Problem statement -
Beginning at the line with "For the evaluation, point out each instance of the dog's snout", output each line to the end of the listing below exactly, please.

(Entries from a pointing dataset)

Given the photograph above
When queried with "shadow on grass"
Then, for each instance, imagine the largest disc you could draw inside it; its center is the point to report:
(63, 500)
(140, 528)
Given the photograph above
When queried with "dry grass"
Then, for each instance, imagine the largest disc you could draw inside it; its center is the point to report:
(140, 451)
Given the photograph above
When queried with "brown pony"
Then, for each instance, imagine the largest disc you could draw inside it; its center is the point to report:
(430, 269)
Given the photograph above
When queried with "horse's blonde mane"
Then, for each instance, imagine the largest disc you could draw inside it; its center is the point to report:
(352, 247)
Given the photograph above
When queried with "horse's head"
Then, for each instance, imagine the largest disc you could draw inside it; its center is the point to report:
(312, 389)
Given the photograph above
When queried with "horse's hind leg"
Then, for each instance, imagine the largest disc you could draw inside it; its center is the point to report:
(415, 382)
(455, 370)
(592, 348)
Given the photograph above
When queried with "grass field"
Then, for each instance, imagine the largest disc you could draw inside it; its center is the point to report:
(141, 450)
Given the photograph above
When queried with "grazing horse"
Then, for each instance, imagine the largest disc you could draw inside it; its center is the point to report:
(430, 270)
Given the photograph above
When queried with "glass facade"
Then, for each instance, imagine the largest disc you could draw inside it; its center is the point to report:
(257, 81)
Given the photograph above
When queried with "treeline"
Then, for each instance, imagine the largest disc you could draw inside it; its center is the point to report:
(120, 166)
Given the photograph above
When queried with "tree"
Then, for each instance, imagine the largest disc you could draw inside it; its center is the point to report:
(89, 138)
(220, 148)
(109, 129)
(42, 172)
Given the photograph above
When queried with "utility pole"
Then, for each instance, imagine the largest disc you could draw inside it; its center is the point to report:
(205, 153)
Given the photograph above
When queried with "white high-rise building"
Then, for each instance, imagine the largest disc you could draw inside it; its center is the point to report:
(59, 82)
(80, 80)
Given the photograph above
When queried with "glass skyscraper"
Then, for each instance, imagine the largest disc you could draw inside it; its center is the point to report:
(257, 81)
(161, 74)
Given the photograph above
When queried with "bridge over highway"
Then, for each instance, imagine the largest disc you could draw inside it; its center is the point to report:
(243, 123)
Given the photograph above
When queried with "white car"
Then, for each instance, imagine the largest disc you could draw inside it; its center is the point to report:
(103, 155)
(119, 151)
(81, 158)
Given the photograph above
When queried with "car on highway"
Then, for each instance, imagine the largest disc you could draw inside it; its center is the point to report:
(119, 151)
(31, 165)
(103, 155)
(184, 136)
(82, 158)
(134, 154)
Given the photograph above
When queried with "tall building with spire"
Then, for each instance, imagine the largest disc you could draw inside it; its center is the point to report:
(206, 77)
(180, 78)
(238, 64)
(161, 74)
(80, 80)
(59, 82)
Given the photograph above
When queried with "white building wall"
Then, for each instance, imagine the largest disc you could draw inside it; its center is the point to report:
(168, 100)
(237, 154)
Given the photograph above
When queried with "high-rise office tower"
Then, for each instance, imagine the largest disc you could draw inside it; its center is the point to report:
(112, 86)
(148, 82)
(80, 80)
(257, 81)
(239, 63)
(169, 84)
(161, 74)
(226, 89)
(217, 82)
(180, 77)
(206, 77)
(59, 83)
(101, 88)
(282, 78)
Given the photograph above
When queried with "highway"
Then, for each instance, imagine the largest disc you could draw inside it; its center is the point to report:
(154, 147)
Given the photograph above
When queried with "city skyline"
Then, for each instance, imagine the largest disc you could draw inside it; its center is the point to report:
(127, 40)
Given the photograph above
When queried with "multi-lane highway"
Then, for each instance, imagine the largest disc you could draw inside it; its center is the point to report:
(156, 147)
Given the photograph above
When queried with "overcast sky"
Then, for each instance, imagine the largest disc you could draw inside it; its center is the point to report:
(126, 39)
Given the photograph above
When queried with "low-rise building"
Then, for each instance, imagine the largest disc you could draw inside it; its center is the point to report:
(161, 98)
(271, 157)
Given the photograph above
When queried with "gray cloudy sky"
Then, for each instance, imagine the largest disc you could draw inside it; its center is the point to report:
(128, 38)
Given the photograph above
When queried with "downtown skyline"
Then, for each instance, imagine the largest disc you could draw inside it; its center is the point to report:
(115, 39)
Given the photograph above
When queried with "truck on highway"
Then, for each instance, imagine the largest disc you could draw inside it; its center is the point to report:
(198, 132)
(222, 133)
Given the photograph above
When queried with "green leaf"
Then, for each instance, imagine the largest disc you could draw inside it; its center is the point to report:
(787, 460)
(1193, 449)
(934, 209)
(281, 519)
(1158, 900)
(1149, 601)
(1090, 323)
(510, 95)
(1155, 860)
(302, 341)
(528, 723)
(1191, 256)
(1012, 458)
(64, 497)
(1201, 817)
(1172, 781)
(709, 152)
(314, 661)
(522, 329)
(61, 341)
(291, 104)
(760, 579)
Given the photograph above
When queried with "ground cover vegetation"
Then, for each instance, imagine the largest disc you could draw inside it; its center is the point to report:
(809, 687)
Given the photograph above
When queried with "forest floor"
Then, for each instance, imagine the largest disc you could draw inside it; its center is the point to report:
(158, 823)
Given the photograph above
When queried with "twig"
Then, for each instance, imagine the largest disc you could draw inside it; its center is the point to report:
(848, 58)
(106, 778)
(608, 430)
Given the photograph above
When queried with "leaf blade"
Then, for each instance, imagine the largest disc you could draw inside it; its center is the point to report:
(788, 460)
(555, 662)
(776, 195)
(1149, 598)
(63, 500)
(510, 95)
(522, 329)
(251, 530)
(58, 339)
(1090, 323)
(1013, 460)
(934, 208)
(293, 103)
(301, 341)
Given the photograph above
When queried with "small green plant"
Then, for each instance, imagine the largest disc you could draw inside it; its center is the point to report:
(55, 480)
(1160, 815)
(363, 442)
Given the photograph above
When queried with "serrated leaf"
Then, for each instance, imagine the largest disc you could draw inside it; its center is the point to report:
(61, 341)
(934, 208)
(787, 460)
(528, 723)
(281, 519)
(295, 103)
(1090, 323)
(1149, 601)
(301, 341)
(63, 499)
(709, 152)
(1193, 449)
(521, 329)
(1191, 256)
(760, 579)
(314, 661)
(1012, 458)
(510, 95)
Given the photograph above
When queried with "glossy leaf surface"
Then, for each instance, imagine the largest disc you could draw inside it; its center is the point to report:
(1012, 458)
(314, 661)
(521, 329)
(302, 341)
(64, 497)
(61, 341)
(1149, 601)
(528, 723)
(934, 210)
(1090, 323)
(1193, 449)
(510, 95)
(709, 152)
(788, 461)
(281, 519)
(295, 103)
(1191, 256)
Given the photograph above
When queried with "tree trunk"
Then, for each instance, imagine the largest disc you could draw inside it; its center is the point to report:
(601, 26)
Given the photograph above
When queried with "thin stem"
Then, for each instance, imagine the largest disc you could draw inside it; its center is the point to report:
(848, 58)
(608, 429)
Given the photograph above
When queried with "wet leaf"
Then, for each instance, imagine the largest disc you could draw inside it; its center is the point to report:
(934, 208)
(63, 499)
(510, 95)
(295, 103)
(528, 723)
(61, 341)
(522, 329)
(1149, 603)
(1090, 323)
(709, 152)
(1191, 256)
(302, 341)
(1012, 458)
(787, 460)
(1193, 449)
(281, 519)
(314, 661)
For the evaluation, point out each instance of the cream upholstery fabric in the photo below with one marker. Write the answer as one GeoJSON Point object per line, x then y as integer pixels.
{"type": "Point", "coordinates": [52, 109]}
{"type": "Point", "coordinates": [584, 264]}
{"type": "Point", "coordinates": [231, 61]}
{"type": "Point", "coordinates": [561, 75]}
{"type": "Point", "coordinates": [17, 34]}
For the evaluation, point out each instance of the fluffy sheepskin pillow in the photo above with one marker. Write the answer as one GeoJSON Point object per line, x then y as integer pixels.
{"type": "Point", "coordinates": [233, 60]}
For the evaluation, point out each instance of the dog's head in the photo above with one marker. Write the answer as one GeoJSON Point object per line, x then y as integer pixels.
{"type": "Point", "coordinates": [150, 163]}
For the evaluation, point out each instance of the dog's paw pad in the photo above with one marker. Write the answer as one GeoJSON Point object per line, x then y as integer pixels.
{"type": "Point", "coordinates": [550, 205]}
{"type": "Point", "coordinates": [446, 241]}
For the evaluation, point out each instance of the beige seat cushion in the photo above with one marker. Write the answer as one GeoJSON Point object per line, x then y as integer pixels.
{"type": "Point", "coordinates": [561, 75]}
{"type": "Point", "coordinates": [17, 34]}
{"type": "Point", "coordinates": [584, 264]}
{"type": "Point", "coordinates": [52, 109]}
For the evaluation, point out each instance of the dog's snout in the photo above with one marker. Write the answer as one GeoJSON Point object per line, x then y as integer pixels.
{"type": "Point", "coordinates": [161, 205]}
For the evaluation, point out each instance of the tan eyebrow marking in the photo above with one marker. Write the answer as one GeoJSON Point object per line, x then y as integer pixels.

The output -
For the evaluation, point out each instance of the dog's snout in the photo above with one marker. Write the answer as one GeoJSON Point object per line, x then y as integer pixels.
{"type": "Point", "coordinates": [161, 205]}
For the evaluation, point out each instance of the tan eyebrow marking in the photo above with one marker. Write the answer as one GeoJSON Point object per line, x then y as integer pixels.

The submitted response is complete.